- SOURCE EXTRACT:
################
An entire city falls asleep at once. They collapse where they are: Some are in the street. Some are eating. Some are walking. Everyone falls asleep at once, except for one man. John Murdoch (Rufus Sewell), comes to in a bathtub with a wound on his forehead and a trickle of blood running down. When he walks into his living room, there is a dead woman—presumably killed by him.

John has no memories. He doesn’t know who the dead woman is, how she got there—or even who he is, or how he got there, for that matter. He escapes his apartment, being pursued both by the police and a group of strange men dressed all in black (called the Strangers) and begins to piece together the clues that present a view of his life, to find out who he is. Wherever he goes, John is in the shadows. The city of Dark City is just as it sounds, a city that’s always cloaked by the darkness of night. No one has seen the sun for as long as anyone can remember.

The Strangers catch up to John and try to inject him with something. He fights back and accidentally discovers he has telekinesis and uses this ability to keep them back, killing one of them. A creature crawls out of the head of one of the Strangers and dies.
################
- SUPPLIED DATA:
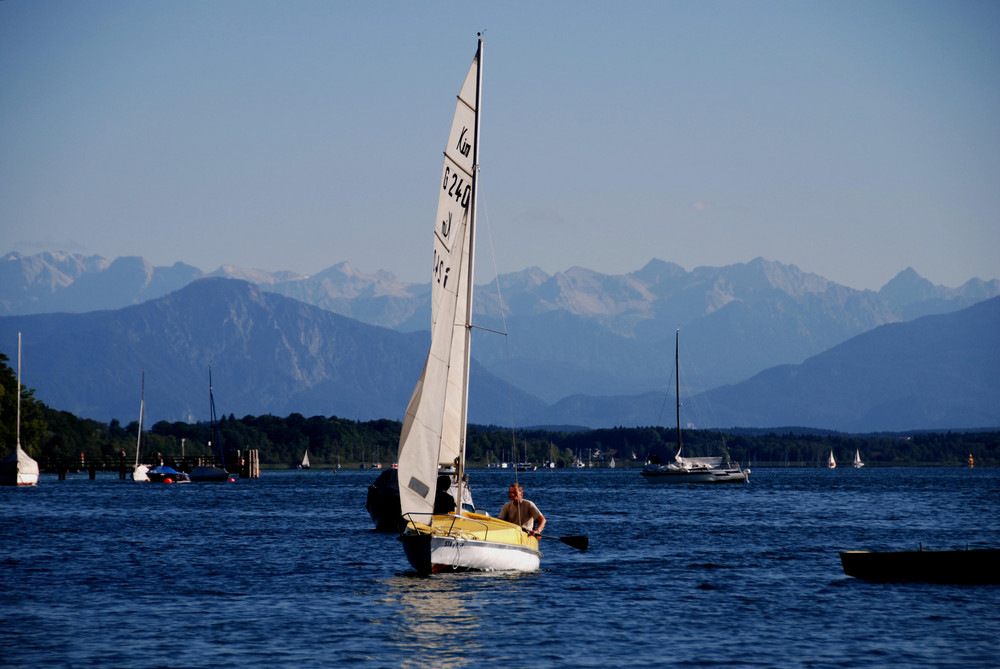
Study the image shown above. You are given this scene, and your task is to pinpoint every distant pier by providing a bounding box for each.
[38,449,260,481]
################
- WHAT IS NEEDED: Copy everything from "John has no" down to "anyone can remember." in the Dark City summary, swapping "apartment" for "flat". Work only from the Dark City summary.

- THE RESPONSE:
John has no memories. He doesn’t know who the dead woman is, how she got there—or even who he is, or how he got there, for that matter. He escapes his flat, being pursued both by the police and a group of strange men dressed all in black (called the Strangers) and begins to piece together the clues that present a view of his life, to find out who he is. Wherever he goes, John is in the shadows. The city of Dark City is just as it sounds, a city that’s always cloaked by the darkness of night. No one has seen the sun for as long as anyone can remember.